**What to work on**
Whenever a line of the records below contains the word "vintage", copy that line.

Dataset extract Start Marker

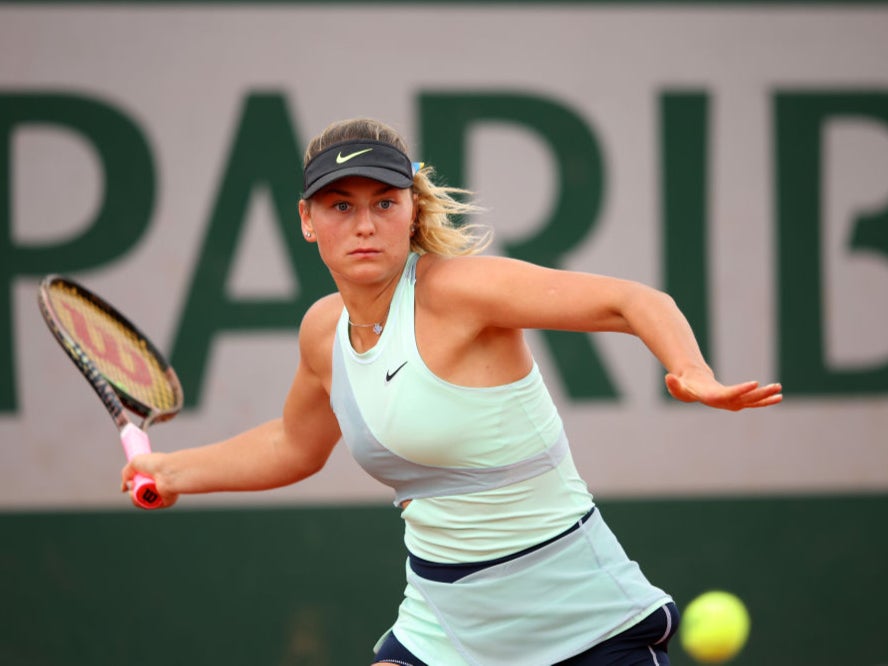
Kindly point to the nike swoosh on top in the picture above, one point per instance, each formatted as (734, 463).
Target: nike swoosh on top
(342, 159)
(390, 375)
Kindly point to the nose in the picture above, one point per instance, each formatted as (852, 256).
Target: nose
(364, 221)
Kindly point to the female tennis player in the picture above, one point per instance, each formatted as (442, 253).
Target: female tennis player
(419, 363)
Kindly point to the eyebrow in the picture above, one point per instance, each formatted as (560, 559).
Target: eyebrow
(346, 193)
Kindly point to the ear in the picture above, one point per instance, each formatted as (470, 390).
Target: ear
(305, 217)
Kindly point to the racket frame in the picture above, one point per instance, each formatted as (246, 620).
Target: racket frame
(116, 401)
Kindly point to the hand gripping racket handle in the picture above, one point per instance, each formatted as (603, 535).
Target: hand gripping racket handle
(135, 442)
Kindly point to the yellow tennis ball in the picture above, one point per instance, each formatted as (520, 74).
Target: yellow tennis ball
(714, 627)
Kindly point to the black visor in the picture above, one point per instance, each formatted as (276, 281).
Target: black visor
(363, 157)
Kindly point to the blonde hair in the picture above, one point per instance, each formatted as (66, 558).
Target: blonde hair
(437, 205)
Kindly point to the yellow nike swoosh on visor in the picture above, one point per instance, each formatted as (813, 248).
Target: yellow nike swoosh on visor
(340, 159)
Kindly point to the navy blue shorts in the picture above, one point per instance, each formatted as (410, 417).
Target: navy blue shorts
(644, 644)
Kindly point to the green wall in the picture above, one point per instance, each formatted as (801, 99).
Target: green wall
(315, 586)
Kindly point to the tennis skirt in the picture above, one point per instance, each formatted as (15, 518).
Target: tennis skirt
(545, 606)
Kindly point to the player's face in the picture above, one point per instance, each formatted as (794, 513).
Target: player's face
(362, 226)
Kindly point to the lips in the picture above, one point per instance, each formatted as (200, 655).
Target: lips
(364, 252)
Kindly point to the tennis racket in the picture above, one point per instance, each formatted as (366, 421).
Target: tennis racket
(123, 367)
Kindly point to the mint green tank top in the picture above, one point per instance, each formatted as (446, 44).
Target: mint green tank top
(488, 470)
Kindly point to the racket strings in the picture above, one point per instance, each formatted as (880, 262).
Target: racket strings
(119, 353)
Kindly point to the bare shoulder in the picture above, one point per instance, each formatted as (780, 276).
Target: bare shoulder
(317, 331)
(456, 274)
(478, 280)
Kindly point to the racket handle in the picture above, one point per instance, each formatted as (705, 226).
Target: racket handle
(135, 442)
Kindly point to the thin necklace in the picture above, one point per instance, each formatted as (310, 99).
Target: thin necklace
(376, 326)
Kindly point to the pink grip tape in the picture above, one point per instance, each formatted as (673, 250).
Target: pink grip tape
(135, 442)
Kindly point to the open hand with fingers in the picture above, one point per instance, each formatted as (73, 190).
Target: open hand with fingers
(701, 386)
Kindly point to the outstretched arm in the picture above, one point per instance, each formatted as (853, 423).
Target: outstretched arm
(493, 292)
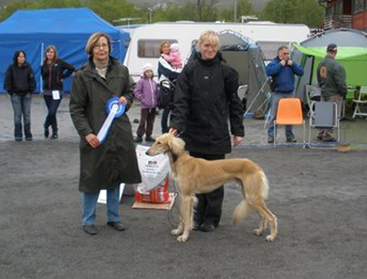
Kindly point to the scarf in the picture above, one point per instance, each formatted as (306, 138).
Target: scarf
(101, 67)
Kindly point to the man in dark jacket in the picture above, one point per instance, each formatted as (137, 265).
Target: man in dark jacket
(331, 79)
(20, 84)
(282, 71)
(205, 99)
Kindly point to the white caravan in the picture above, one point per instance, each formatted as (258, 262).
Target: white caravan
(145, 42)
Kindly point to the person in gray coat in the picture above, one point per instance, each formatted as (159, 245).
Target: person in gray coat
(102, 165)
(331, 78)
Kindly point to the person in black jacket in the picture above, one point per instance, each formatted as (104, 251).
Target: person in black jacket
(20, 84)
(205, 99)
(54, 71)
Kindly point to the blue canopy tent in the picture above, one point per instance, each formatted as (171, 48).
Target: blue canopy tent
(67, 29)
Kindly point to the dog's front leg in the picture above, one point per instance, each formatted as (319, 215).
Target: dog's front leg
(186, 203)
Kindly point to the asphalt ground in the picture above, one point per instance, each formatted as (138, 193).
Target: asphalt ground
(318, 195)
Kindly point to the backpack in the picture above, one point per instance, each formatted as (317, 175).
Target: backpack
(273, 84)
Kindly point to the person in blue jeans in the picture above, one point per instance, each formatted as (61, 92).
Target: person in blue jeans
(54, 71)
(107, 164)
(20, 84)
(282, 71)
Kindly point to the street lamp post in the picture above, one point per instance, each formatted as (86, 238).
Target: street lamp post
(235, 11)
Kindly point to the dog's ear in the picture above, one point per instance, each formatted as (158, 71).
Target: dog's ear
(176, 145)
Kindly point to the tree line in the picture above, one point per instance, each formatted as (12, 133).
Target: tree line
(308, 12)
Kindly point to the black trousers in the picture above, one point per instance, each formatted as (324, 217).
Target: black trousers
(209, 207)
(52, 106)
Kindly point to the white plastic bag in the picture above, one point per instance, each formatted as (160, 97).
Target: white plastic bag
(153, 169)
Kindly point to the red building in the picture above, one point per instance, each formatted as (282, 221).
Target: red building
(345, 13)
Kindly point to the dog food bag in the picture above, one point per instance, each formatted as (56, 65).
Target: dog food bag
(153, 169)
(158, 195)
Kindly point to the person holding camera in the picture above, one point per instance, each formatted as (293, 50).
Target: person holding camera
(282, 70)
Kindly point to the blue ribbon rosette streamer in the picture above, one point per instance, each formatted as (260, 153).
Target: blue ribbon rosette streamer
(114, 110)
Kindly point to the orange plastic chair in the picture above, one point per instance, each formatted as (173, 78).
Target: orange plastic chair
(289, 113)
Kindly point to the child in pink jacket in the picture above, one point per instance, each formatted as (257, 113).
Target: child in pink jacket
(174, 57)
(146, 91)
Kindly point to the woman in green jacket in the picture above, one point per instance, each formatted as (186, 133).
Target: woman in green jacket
(103, 165)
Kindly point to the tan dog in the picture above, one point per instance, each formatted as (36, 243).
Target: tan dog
(197, 176)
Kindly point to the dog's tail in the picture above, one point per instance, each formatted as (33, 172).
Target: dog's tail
(258, 182)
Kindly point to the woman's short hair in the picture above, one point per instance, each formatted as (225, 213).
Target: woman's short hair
(92, 41)
(211, 36)
(55, 51)
(16, 54)
(162, 45)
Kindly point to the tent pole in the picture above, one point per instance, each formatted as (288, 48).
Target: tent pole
(312, 65)
(42, 51)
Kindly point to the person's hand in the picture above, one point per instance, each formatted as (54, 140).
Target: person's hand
(93, 140)
(173, 131)
(236, 140)
(122, 100)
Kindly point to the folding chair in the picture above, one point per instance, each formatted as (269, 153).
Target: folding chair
(289, 113)
(323, 115)
(360, 102)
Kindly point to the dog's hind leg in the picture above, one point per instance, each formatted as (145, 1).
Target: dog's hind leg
(186, 211)
(180, 226)
(269, 217)
(261, 229)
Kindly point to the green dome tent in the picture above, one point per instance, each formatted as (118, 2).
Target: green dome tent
(352, 54)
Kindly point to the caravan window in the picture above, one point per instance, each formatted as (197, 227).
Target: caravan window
(270, 49)
(357, 6)
(150, 48)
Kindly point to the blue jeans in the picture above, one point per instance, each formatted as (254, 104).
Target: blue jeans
(164, 120)
(22, 107)
(90, 205)
(275, 97)
(52, 106)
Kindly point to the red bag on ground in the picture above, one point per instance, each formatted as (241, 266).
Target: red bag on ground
(159, 194)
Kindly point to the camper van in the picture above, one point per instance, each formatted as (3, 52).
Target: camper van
(145, 42)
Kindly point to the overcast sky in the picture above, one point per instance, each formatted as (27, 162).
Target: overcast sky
(257, 4)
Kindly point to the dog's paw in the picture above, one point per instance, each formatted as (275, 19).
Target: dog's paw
(257, 232)
(182, 238)
(176, 232)
(270, 238)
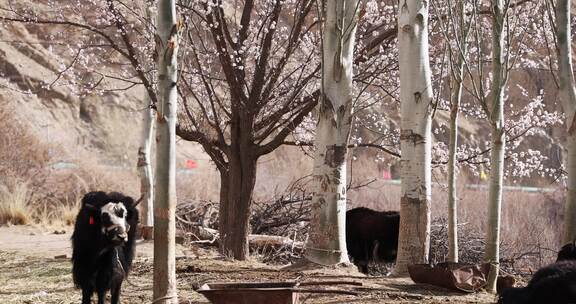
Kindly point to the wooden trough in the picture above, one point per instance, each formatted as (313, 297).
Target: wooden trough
(266, 292)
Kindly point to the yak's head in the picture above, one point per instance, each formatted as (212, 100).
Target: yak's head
(113, 213)
(114, 224)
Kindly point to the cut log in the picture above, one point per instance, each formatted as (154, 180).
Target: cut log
(204, 235)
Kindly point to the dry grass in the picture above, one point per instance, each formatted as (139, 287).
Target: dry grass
(14, 208)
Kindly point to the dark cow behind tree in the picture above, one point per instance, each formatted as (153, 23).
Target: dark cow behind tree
(103, 244)
(371, 236)
(555, 283)
(567, 252)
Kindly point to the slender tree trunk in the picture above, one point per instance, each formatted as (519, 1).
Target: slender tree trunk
(456, 79)
(567, 94)
(327, 238)
(492, 253)
(146, 175)
(165, 200)
(456, 93)
(415, 138)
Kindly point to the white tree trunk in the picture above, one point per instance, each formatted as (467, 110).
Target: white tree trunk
(567, 94)
(456, 79)
(456, 94)
(415, 138)
(327, 239)
(492, 253)
(165, 199)
(145, 173)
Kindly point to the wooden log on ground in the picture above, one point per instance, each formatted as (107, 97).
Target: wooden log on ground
(204, 235)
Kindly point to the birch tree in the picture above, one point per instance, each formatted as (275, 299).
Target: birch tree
(144, 167)
(567, 92)
(496, 117)
(415, 138)
(165, 199)
(455, 33)
(327, 237)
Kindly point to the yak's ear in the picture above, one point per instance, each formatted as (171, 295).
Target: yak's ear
(93, 200)
(135, 203)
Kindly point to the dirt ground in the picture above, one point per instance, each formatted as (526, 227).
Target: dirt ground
(31, 273)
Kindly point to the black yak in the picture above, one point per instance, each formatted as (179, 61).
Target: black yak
(555, 283)
(371, 236)
(103, 244)
(567, 252)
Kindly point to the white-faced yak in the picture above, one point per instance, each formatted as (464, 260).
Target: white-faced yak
(555, 283)
(103, 244)
(371, 236)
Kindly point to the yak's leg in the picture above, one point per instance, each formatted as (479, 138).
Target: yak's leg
(115, 292)
(101, 296)
(87, 294)
(363, 264)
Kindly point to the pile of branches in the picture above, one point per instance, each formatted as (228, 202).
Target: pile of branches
(515, 259)
(279, 225)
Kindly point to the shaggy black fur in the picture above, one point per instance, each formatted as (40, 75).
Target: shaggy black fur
(567, 252)
(555, 283)
(98, 264)
(371, 235)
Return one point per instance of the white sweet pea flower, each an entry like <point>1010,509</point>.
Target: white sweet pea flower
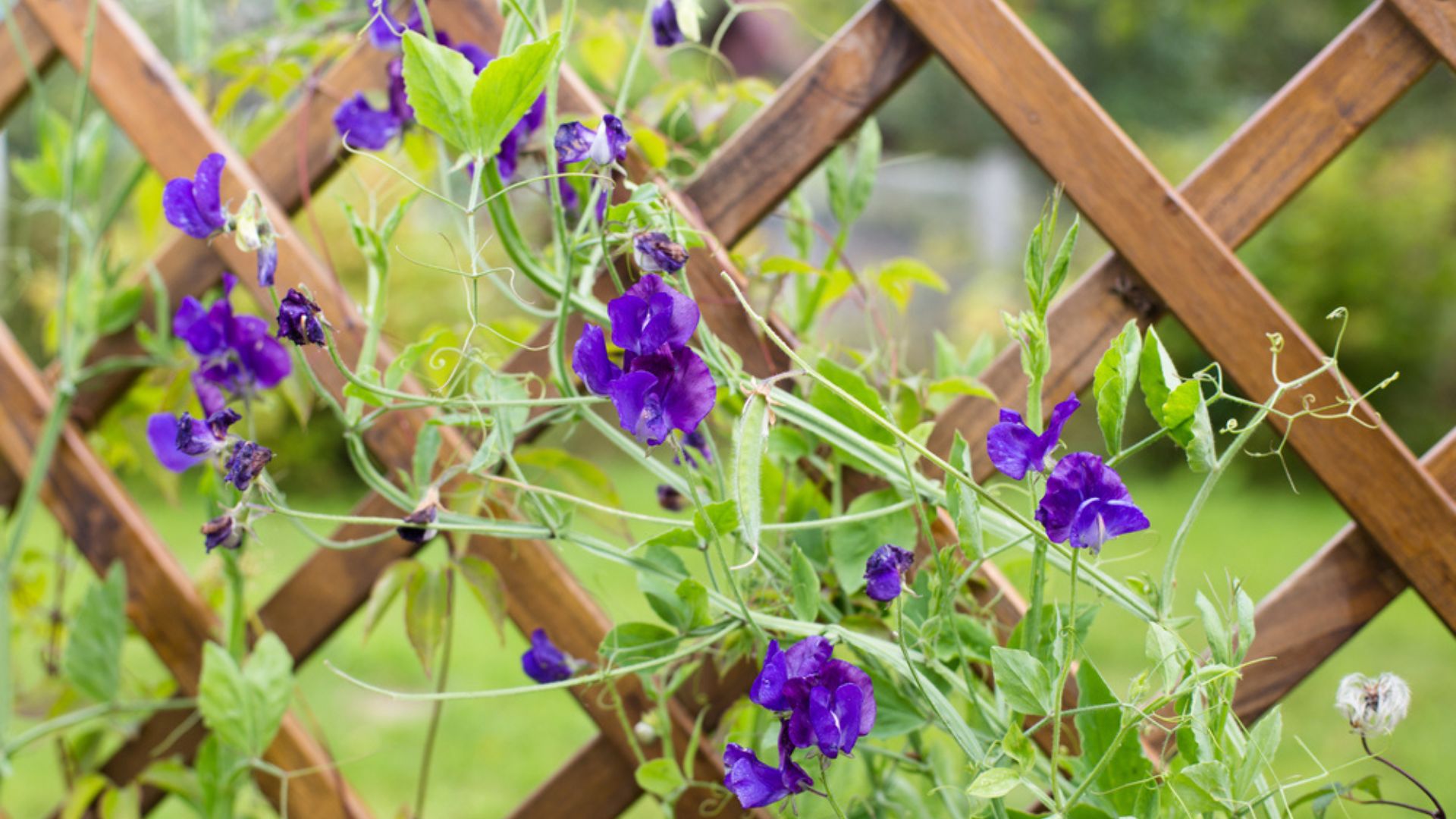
<point>1373,707</point>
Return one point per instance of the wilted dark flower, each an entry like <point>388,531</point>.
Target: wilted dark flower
<point>670,499</point>
<point>1087,503</point>
<point>221,532</point>
<point>661,385</point>
<point>545,662</point>
<point>299,319</point>
<point>883,572</point>
<point>196,206</point>
<point>422,516</point>
<point>657,253</point>
<point>664,25</point>
<point>1014,447</point>
<point>245,464</point>
<point>603,146</point>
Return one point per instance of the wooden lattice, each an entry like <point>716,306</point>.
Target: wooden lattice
<point>1172,254</point>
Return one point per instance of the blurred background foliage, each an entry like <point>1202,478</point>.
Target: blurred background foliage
<point>1375,232</point>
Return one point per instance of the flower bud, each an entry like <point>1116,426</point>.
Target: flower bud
<point>1373,707</point>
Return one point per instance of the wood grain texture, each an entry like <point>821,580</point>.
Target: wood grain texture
<point>36,50</point>
<point>1282,148</point>
<point>1196,275</point>
<point>1436,20</point>
<point>99,516</point>
<point>827,98</point>
<point>1324,604</point>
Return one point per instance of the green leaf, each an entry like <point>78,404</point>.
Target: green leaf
<point>693,598</point>
<point>721,518</point>
<point>658,777</point>
<point>1258,752</point>
<point>1166,653</point>
<point>995,783</point>
<point>506,89</point>
<point>1215,627</point>
<point>1203,787</point>
<point>748,439</point>
<point>482,579</point>
<point>93,651</point>
<point>638,642</point>
<point>438,85</point>
<point>425,611</point>
<point>270,679</point>
<point>1175,404</point>
<point>1112,384</point>
<point>427,450</point>
<point>1098,727</point>
<point>899,278</point>
<point>851,544</point>
<point>386,588</point>
<point>829,403</point>
<point>805,586</point>
<point>1022,681</point>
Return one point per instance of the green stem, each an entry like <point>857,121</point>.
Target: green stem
<point>829,795</point>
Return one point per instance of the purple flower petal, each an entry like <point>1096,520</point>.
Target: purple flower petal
<point>364,127</point>
<point>664,25</point>
<point>162,435</point>
<point>590,360</point>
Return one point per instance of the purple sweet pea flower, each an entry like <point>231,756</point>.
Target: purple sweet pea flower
<point>196,206</point>
<point>366,127</point>
<point>1087,503</point>
<point>657,253</point>
<point>545,662</point>
<point>603,146</point>
<point>299,319</point>
<point>1015,447</point>
<point>162,435</point>
<point>661,385</point>
<point>650,315</point>
<point>756,783</point>
<point>664,25</point>
<point>246,464</point>
<point>221,532</point>
<point>883,572</point>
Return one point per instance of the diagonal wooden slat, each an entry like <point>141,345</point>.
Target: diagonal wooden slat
<point>101,518</point>
<point>1225,308</point>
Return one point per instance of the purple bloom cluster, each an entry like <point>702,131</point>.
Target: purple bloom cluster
<point>823,703</point>
<point>545,662</point>
<point>373,129</point>
<point>194,206</point>
<point>1087,503</point>
<point>661,385</point>
<point>883,572</point>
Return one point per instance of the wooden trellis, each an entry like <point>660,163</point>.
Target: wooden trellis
<point>1174,254</point>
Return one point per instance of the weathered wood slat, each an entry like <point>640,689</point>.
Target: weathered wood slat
<point>1225,308</point>
<point>101,518</point>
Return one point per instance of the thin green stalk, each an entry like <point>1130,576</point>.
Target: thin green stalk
<point>829,795</point>
<point>1071,632</point>
<point>437,710</point>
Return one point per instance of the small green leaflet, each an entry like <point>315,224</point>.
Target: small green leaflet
<point>1175,404</point>
<point>93,651</point>
<point>748,441</point>
<point>473,112</point>
<point>1112,384</point>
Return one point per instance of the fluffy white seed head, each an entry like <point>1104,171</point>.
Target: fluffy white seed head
<point>1373,707</point>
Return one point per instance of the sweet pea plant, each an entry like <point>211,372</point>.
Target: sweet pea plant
<point>874,694</point>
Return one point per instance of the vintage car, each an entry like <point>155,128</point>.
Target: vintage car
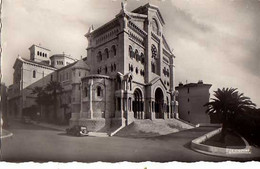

Dataset extract End Marker

**Answer section**
Return one point per instance of the vintage car, each an entry like <point>155,128</point>.
Target: vintage car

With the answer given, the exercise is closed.